### [TASK 1]
In the Cody Zeller interview below, retype the passage from "With host Kathleen" up to and including "and much more.".

__________________________________________________

Cody Zeller discusses compensation for college athletes, decision to enter draft with Bloomberg Radio

  • 06/24/2013 3:28 pm in

IUUNCITH0013Former Indiana All-American Cody Zeller did a radio tour on Monday afternoon in advance of Thursday’s NBA Draft, making stops on several national shows, including “The Hayes Advantage” on Bloomberg Radio.

With host Kathleen Hayes, Zeller discussed his viewpoint on compensation for college athletes, his decision to enter the draft, the style of play he’d best fit with in the NBA and much more.

Here’s a transcript of the interview, in Q & A format, via Bloomberg Radio.

On whether he is pleased he stayed in school an extra year over entering last year’s NBA draft:

“Yes. I was definitely excited to stay two years at Indiana. I could have left after my freshman year, but a big part of it had to do with not being as close to graduating as I am now. Right now I’m 35 credits from graduating from the Kelley School of Business after two years, so that’s definitely within reach now.”

On how tough the decision was to enter draft this year coming from a family that values education:

“It was tough for me, but like I said I’m within reach on it to go back for two summers to finish up, but education is important to our whole family just because you’ve got to have something to do after your basketball career ends. So it is very important to me.”

On the biggest challenge he faces moving to the NBA:

“I think it will be an adjustment just moving to a new city where I won’t know anyone, being 20 years old and on my own. And I think after I get settled in and meet new people that I don’t think it will be a huge adjustment for me, but I’m definitely excited to figure out where I’m going so I can find a place to live and start getting going with all this.”

On critics who feel he should have entered the draft last year:

“No. I don’t worry about that at all. Like I said, an education is a big part of me, so I’m closer to graduating. And we had a great year this year and I wouldn’t trade it for anything.”

On whether he is surprised more players do not think about education:

“Yes. Somewhat. I think college basketball, playing here in the U.S. in college basketball is unlike anything else, playing in March Madness, playing against the best competition, for me personally I wouldn’t trade that for anything if I had the opportunity.”

On whether NCAA players should be compensated:

“I don’t know. I’ve been a part of a lot of discussions and I can see both ways. I know for the big schools, the big basketball schools we earn so much money for the program. And obviously we don’t get anything back, but I think it would turn into a big recruiting thing just because some teams wouldn’t be able to pay as much. And so I think I like it the way it is, but there are definitely those discussions that go on a lot.”

__________________________________________________

### [TASK 2]
Gather every line of the entries that contains the string "table", matching its case exactly.

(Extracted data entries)

__________________________________________________

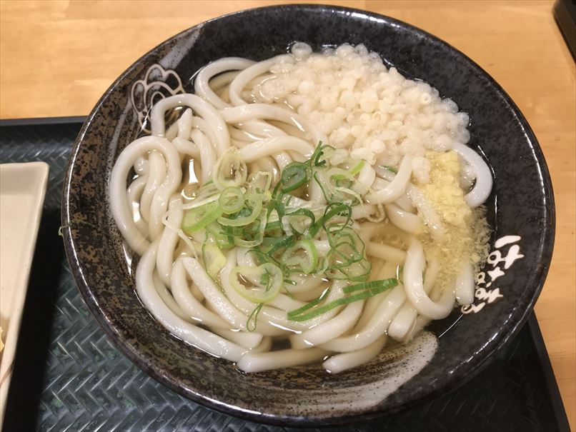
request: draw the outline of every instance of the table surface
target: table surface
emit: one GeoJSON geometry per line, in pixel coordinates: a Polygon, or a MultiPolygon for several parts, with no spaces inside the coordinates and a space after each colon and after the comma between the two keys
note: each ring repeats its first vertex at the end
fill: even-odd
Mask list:
{"type": "MultiPolygon", "coordinates": [[[[312,1],[308,1],[310,3],[312,1]]],[[[0,118],[84,116],[134,61],[219,15],[287,3],[0,1],[0,118]]],[[[426,30],[476,61],[528,119],[554,185],[557,236],[536,304],[572,430],[576,428],[576,69],[553,1],[324,1],[426,30]]]]}

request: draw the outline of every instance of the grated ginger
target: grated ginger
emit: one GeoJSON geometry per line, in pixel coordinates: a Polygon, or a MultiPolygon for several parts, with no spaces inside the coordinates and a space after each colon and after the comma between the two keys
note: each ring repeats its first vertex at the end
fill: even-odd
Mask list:
{"type": "Polygon", "coordinates": [[[485,209],[470,209],[465,201],[458,155],[453,151],[428,151],[426,157],[430,161],[430,181],[420,187],[444,223],[446,233],[440,242],[427,231],[419,239],[427,261],[435,258],[442,263],[438,280],[444,288],[454,283],[467,262],[472,263],[475,271],[479,270],[488,255],[490,230],[485,209]]]}

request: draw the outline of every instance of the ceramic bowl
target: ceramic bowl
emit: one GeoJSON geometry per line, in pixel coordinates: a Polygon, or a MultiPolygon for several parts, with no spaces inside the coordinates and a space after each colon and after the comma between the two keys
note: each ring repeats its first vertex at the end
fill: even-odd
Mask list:
{"type": "Polygon", "coordinates": [[[445,42],[405,23],[320,5],[278,6],[222,16],[177,34],[137,60],[84,124],[71,152],[63,203],[63,224],[76,221],[64,230],[76,281],[104,331],[126,356],[163,384],[206,406],[256,421],[299,426],[390,413],[474,376],[530,313],[548,269],[555,229],[552,186],[542,151],[518,108],[486,72],[445,42]],[[437,351],[389,395],[383,383],[394,380],[409,358],[390,363],[377,358],[336,376],[317,365],[244,375],[227,361],[184,344],[140,303],[110,216],[111,167],[139,134],[138,113],[147,97],[132,97],[132,87],[139,81],[147,83],[151,67],[159,65],[154,66],[155,76],[170,89],[179,85],[177,75],[190,91],[194,74],[211,61],[224,56],[263,60],[286,52],[294,41],[307,42],[314,50],[364,44],[387,65],[452,98],[470,114],[470,145],[487,161],[495,179],[487,203],[492,252],[477,278],[476,303],[455,308],[429,327],[438,337],[437,351]]]}

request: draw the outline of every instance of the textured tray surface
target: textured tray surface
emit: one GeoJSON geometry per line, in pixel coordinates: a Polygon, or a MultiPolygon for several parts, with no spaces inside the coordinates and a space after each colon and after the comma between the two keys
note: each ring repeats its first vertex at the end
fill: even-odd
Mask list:
{"type": "MultiPolygon", "coordinates": [[[[44,161],[50,177],[4,431],[292,431],[216,413],[166,388],[104,336],[70,273],[58,228],[80,125],[0,128],[0,163],[44,161]]],[[[532,316],[530,326],[537,328],[532,316]]],[[[460,389],[394,416],[332,431],[567,431],[529,326],[460,389]]],[[[553,377],[552,377],[553,379],[553,377]]]]}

__________________________________________________

### [COMPLETE OUTPUT 1]
With host Kathleen Hayes, Zeller discussed his viewpoint on compensation for college athletes, his decision to enter the draft, the style of play he’d best fit with in the NBA and much more.

### [COMPLETE OUTPUT 2]
request: draw the outline of every instance of the table surface
target: table surface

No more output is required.